I was put off cricket at secondary school when Jason Grady
used to throw the corky at your groin as hard as he could. He didn't bowl but
launched the ball at your nether regions as fast as he could (the teacher Diddy
Dumpling didn't seem to mind.) Being an all-boys school few people wore or
could afford protection. Bailey once brought in a groin box but I only remember
him keeping his egg sandwiches in it.
Lord's Cricket
Ground is the most prestigious place for cricket in the UK and when I've been
to London the coach driver usually points out a flat owned by Cliff Richard which
offers an unobstructed view of proceedings (not sure if this is true.) Who is
Lord? I didn't know he was and was sure he wasn't Jesus so I looked it up. It
was Thomas Lord and he was popped out onto the sheets in a narrow house in Thirsk
in North Yorkshire. On a visit to Scarborough I went to find the blue plaque. I
found Thirsk so appealing I've stayed there overnight in the motor home a few
times. At the centre is a large cobbled square and at the weekends a busy
nightlight hatches out. I put on the radio and sit in darkness with chips and
curry and a buttered muffin and people-watch.
I
found Thomas's plaque just off the main square and it's now a museum (closed
when I visited but it was dusk.) He was born in this house where I’m
stood in 1755 and played first-class cricket from 15 years. He wasn't here for
long though as when he was a boy the family moved to Norfolk and he grew up
there before heading south for work. He got a job as a bowler and general
attendant at the White Conduit Cricket Club in Islington, mixing with the
gentry.

## Dataset records
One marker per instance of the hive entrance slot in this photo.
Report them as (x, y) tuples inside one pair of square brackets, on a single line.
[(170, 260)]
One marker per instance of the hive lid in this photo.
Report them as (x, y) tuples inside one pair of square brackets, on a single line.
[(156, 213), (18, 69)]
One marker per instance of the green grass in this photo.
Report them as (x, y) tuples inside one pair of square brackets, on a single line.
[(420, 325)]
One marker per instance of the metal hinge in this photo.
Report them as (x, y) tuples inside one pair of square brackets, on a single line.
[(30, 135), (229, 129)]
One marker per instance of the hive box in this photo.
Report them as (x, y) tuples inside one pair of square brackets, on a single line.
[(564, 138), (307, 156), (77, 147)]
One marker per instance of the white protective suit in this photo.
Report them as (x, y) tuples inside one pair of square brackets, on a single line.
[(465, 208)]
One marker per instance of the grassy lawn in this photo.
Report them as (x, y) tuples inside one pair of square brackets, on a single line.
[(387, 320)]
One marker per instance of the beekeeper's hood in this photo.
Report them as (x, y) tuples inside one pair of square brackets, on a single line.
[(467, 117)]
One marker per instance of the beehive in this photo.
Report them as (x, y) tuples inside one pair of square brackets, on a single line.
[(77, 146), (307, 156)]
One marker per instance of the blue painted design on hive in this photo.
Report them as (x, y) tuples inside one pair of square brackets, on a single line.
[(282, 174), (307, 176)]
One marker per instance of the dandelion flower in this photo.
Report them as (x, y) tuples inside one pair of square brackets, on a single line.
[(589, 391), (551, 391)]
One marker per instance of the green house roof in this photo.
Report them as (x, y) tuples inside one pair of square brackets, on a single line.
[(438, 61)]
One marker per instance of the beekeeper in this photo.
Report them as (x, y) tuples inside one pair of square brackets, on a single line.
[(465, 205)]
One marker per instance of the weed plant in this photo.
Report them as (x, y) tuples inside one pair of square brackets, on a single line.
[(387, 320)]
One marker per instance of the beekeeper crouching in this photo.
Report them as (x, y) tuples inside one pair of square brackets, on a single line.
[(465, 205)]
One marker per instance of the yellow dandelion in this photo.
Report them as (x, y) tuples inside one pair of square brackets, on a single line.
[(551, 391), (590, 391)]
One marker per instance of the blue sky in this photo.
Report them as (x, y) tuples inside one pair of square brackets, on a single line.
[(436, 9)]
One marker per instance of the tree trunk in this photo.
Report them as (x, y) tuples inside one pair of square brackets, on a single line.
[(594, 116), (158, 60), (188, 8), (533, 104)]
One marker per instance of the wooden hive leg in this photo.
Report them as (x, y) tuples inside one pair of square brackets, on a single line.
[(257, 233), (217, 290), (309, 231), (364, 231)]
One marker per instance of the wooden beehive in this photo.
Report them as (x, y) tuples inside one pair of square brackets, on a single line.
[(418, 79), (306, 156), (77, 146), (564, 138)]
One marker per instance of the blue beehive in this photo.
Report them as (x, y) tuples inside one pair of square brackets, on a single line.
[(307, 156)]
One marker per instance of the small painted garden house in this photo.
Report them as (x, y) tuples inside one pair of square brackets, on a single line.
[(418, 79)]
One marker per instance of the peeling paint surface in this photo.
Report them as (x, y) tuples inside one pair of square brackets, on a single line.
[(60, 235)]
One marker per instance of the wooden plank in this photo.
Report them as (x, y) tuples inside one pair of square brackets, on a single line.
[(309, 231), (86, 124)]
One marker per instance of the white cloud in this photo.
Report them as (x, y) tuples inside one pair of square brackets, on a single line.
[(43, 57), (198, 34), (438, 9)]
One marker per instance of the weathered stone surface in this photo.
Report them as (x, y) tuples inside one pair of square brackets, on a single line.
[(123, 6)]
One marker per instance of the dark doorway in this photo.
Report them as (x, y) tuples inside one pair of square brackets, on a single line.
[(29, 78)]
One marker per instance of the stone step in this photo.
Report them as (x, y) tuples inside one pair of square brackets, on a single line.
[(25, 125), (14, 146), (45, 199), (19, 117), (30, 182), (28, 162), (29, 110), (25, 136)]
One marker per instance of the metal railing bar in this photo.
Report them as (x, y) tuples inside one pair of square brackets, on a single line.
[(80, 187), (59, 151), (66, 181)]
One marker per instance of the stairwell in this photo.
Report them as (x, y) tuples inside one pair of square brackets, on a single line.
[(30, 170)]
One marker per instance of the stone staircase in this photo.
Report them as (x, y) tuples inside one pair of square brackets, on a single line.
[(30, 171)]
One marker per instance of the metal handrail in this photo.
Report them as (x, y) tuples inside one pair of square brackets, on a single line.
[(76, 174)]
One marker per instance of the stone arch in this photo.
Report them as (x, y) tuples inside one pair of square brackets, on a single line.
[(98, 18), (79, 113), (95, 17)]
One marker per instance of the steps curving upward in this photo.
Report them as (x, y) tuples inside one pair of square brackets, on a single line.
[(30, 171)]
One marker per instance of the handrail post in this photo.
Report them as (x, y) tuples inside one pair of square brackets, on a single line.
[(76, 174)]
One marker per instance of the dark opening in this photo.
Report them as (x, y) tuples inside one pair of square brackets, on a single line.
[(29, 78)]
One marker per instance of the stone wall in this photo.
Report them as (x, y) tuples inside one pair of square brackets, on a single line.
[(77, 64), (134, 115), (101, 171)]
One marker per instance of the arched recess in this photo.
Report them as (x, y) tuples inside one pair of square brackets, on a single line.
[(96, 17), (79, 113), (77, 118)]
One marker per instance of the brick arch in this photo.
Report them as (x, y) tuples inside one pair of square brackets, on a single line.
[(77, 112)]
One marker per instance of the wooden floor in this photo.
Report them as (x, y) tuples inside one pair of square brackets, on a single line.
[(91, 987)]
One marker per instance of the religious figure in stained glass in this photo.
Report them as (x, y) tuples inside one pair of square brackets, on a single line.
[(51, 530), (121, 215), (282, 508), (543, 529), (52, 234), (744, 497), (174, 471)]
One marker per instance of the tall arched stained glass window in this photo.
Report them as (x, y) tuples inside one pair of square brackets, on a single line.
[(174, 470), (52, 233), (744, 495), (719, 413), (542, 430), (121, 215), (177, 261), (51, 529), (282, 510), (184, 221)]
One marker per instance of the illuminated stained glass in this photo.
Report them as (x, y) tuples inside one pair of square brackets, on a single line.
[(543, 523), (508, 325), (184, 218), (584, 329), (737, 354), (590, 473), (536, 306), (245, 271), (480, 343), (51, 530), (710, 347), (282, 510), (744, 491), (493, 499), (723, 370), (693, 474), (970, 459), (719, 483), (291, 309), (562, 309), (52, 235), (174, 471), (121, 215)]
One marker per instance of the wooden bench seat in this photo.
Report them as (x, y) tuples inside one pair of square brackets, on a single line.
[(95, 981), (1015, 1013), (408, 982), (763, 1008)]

## Task objective
Please rewrite the cricket piece from "I was put off" up to and including "sandwiches in it.", putting "cheese sandwiches" wherever "egg sandwiches" appears.

## Solution
I was put off cricket at secondary school when Jason Grady
used to throw the corky at your groin as hard as he could. He didn't bowl but
launched the ball at your nether regions as fast as he could (the teacher Diddy
Dumpling didn't seem to mind.) Being an all-boys school few people wore or
could afford protection. Bailey once brought in a groin box but I only remember
him keeping his cheese sandwiches in it.